== Problem requirements ==
The listing below should be copied in full, word for word.
======== Data provided ========
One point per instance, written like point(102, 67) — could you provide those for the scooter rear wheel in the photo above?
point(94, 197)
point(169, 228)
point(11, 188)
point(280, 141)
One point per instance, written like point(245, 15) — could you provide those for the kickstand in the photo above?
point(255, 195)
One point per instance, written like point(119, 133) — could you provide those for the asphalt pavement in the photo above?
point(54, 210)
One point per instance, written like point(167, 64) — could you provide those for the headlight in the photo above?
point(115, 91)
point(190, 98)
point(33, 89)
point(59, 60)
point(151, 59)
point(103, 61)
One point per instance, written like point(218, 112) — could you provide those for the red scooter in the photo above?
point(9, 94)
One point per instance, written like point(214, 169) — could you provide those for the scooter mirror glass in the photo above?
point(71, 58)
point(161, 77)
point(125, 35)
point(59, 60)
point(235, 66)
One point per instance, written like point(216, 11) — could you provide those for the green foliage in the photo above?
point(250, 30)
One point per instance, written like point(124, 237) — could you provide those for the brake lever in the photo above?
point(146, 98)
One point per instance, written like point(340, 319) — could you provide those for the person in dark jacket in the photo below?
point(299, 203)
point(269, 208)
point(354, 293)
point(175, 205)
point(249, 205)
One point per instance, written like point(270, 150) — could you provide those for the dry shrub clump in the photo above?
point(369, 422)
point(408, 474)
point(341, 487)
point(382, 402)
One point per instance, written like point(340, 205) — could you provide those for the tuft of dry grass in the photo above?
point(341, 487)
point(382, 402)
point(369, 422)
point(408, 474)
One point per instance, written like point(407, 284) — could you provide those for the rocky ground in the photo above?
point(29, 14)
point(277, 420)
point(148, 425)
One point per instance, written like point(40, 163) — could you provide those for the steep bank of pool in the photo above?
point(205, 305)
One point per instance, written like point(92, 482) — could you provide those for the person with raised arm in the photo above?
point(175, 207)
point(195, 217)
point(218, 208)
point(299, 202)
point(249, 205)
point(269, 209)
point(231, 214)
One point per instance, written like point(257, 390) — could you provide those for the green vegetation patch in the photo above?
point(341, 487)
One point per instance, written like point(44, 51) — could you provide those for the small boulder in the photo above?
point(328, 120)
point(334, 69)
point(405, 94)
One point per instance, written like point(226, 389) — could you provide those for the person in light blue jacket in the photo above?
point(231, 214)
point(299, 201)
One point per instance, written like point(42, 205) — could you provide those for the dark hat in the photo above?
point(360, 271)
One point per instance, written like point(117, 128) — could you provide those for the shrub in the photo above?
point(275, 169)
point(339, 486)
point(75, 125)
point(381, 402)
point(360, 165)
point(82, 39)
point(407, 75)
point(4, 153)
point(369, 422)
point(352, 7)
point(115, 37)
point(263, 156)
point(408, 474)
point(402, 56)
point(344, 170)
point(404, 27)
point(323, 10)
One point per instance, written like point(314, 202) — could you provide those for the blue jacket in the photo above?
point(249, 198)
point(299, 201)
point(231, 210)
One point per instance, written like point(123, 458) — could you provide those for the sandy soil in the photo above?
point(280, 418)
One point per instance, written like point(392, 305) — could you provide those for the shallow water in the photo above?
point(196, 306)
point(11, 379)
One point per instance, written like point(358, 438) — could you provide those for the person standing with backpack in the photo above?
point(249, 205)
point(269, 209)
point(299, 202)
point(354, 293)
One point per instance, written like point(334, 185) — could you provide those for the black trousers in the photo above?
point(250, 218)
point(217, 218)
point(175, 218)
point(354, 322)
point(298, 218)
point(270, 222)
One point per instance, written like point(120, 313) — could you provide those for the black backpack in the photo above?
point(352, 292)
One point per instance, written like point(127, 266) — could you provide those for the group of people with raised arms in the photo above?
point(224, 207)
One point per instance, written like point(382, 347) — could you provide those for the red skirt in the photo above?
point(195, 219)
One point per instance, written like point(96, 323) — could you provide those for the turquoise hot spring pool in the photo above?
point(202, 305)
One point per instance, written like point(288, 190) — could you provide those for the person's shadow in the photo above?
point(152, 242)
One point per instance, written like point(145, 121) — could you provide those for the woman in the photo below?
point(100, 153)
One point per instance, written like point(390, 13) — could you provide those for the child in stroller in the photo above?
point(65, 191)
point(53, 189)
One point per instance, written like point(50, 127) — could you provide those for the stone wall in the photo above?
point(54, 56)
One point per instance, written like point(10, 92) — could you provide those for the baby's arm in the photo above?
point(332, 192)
========
== Exercise solution ==
One point per instance, written like point(102, 67) — could you provide those for the scooter rear wheel in the photo above?
point(94, 197)
point(169, 228)
point(11, 188)
point(280, 141)
One point per instance, written like point(245, 15) — could you provide those for the kickstand in the photo above?
point(255, 195)
One point per instance, written like point(119, 133) — could you provide those for the asphalt pavement in the photo above?
point(54, 210)
One point per instance, written like point(167, 64) — could you provide those for the headlight in the photo above?
point(115, 91)
point(190, 98)
point(33, 89)
point(59, 60)
point(151, 59)
point(103, 61)
One point per instance, written like point(218, 112) — could you provide those for the red scooter in the photo above?
point(9, 94)
One point per instance, written like point(214, 169) — could you provide those for the scooter mirror glass in the photo above?
point(71, 58)
point(161, 77)
point(125, 35)
point(59, 60)
point(235, 66)
One point per instance, written like point(216, 11) — could you provide those for the green foliage in the photo above?
point(250, 30)
One point per instance, written like point(124, 237) — could you provide those for the brake lever in the photo above?
point(146, 98)
One point per instance, written like point(340, 319) — could you provide those for the person in dark jacket in the photo below?
point(299, 203)
point(269, 208)
point(354, 293)
point(175, 205)
point(249, 205)
One point per instance, written like point(270, 150) — could you provide those for the dry shrub clump in the photo above?
point(369, 422)
point(408, 474)
point(341, 487)
point(382, 402)
One point per instance, written like point(340, 205) — could you provide those for the tuft of dry grass in the photo above?
point(341, 487)
point(382, 402)
point(369, 422)
point(408, 474)
One point per instance, written like point(407, 284) — could you provide those for the rocky ground in the photo above?
point(29, 14)
point(277, 420)
point(148, 425)
One point per instance, written like point(40, 163) — could you provide those for the steep bank of pool in the photo above?
point(205, 305)
One point per instance, written like point(92, 482) — could you provide those for the person with raised arm in the photo above?
point(175, 207)
point(195, 217)
point(218, 208)
point(299, 202)
point(249, 205)
point(269, 209)
point(231, 214)
One point per instance, written like point(257, 390) — could you provide those for the green vegetation patch in the photo above?
point(341, 487)
One point per instance, written like point(44, 51) — could you provide those for the small boulder in the photo above?
point(328, 120)
point(334, 69)
point(405, 94)
One point per instance, written like point(226, 389) — could you provide those for the person in light blue jacket in the photo above?
point(231, 214)
point(299, 201)
One point per instance, written like point(42, 205) — could you provide those for the dark hat in the photo above?
point(360, 271)
One point per instance, written like point(117, 128) — could you provide those for the shrub in the photo above?
point(275, 169)
point(339, 486)
point(75, 125)
point(381, 402)
point(360, 165)
point(82, 39)
point(407, 75)
point(4, 153)
point(369, 422)
point(352, 7)
point(115, 37)
point(263, 156)
point(408, 474)
point(402, 56)
point(344, 170)
point(404, 27)
point(323, 10)
One point per instance, written like point(314, 202) — could you provide those for the blue jacket in the photo above?
point(249, 198)
point(299, 201)
point(231, 210)
One point per instance, written like point(123, 458) — could you provide those for the sandy soil in the photo above?
point(280, 418)
One point per instance, written like point(392, 305) — could you provide those for the shallow water in the photo above?
point(196, 306)
point(11, 379)
One point per instance, written like point(358, 438) — could you provide those for the person standing with backpack in the photo above?
point(249, 205)
point(269, 209)
point(299, 202)
point(354, 293)
One point per instance, written like point(334, 185) — could you provide those for the black trousers in the photo above?
point(250, 218)
point(217, 218)
point(175, 218)
point(354, 322)
point(298, 218)
point(270, 222)
One point per instance, written like point(120, 313) — could you provide those for the black backpack in the photo above?
point(352, 292)
One point per instance, written like point(127, 266) — could you provide those for the group of people with raised arms in the photo above?
point(224, 207)
One point per instance, written like point(382, 347) — could you provide those for the red skirt in the photo above?
point(195, 219)
One point per instance, written like point(96, 323) — could you provide those for the turquoise hot spring pool in the photo above?
point(202, 305)
One point per instance, written like point(288, 190) — could you provide those for the person's shadow in the photo above?
point(152, 242)
One point per instance, written like point(145, 121) — could you provide those for the woman in the photo below?
point(100, 153)
One point per instance, written like point(390, 13) — could you provide those for the child in stroller in the photo above?
point(65, 191)
point(53, 189)
One point per instance, written like point(50, 127) — could you provide those for the stone wall in the photo above?
point(54, 56)
One point per instance, written like point(10, 92) — could you provide those for the baby's arm in the photo above?
point(332, 192)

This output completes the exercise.